··· Extrait fourni

Synopsis : Cinquante Nuances de Grey, d’après le roman éponyme, best-seller mondial et véritable phénomène de société, est l’adaptation littéraire pour l’écran la plus attendue.
L’histoire d’une romance passionnelle, et sexuelle, entre un jeune homme riche amateur de femmes, et une étudiante vierge de 22 ans.
Acteurs : Dakota Johnson, Jamie Dornan, Luke Grimes, Jennifer Ehle, Max Martini, Eloise Mumford, Marcia Gay Harden.
Gris or Grey ?
Ma note, équivalente à un petit 2,5/10 témoigne de la réception de nombreux critiques cinéma. On pourrait ne pas critiquer ce film, laisser tomber. Mais il y a aussi des choses qui étonnent. Dès lors, je vais traiter de cette adaptation, malgré le fait que nous découvrons, à défaut de l’homme sans qualités un film sans qualités ! Il y a en effet un énorme buzz sur la Toile : un nombre incroyable de places achetées en pré-vente (en Belgique 75.000 au moment où j’écris ces lignes ; un multiplex namurois qui le projette dans toutes ses salles - douze - le jour du lancement) : un roman sulfureux - que je n’ai pas lu -, un embargo pour les journalistes jusqu’au mercredi 11 février à 10h00, y compris les médias sociaux. Voilà qui laissait augurer d’une expérience extraordinaire. Quel souvenir en ai-je gardé ?
En fait, ce qui m’aura le plus marqué et qui reste le plus en mémoire de la vision presse, c’est le dress-code qui imposait la cravate grise ! C’est donc tout de gris vêtu que je suis allé en vision presse. Mes « gris » tout en nuances... mais en fait le gris est de peu d’importance dans le film dont l’histoire tient sur un bout de papier. Il me semblait que le synopsis était bien léger et que j’en découvrirais plus à l’écran. En réalité, tout était déjà dans le résumé. Par ailleurs, en fait de gris, il s’agit de Grey, de M. Grey, donc, multimilliardaire de 27 ans (dans le roman).
Un goût de Twilight ?
Pendant la projection j’ai pensé à plusieurs films - j’y reviendrai - mais je me suis dit à certains moments : "c’est comme un Twilight sans vampires" ! En préparant cette chronique, je découvre en lisant l’article Wikipedia consacré à la romance érotique (de la Britannique E. L. James) de 2012 que : "La trilogie Cinquante nuances de Grey a d’abord été une fanfiction basée sur l’univers de Twilight et s’appelait à l’origine Master of the Universe. James la publiait petit à petit sous le pseudo « Snowqueen’s Icedragon » sur différents sites de fanfiction. Les personnages centraux étaient à l’origine Edward Cullen et Bella Swan, issus de Twilight, de Stephenie Meyer. Le roman est alors considéré comme une romance érotique. Après avoir reçu des avertissements concernant le contenu explicitement sexuel du texte, James a supprimé l’histoire de ces sites et l’a publiée sur son propre site, FiftyShades.com."

······

Énoncé de la tâche: Reproduisez tel quel le passage de la critique de Cinquante Nuances de Grey qui débute aux mots « Synopsis : Cinquante » et se termine après « vierge de 22 ans. ».

··· Données fournies

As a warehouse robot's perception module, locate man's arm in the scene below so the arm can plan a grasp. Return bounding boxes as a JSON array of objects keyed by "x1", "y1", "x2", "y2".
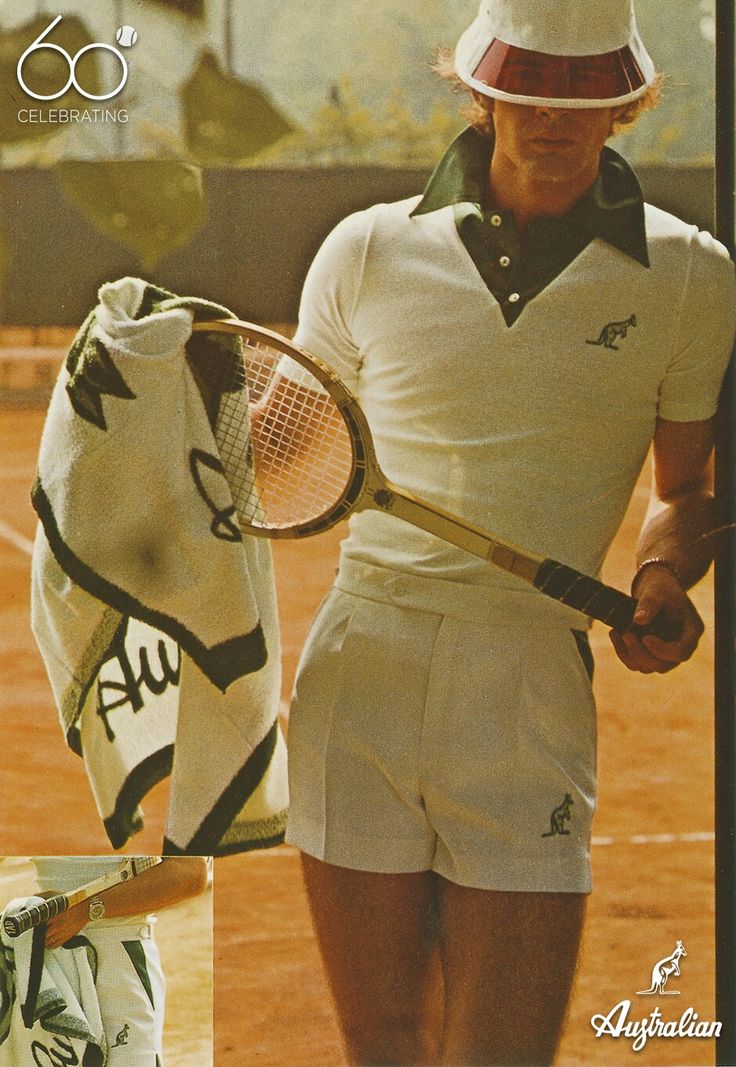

······

Réponse:
Synopsis : Cinquante Nuances de Grey, d’après le roman éponyme, best-seller mondial et véritable phénomène de société, est l’adaptation littéraire pour l’écran la plus attendue.
L’histoire d’une romance passionnelle, et sexuelle, entre un jeune homme riche amateur de femmes, et une étudiante vierge de 22 ans.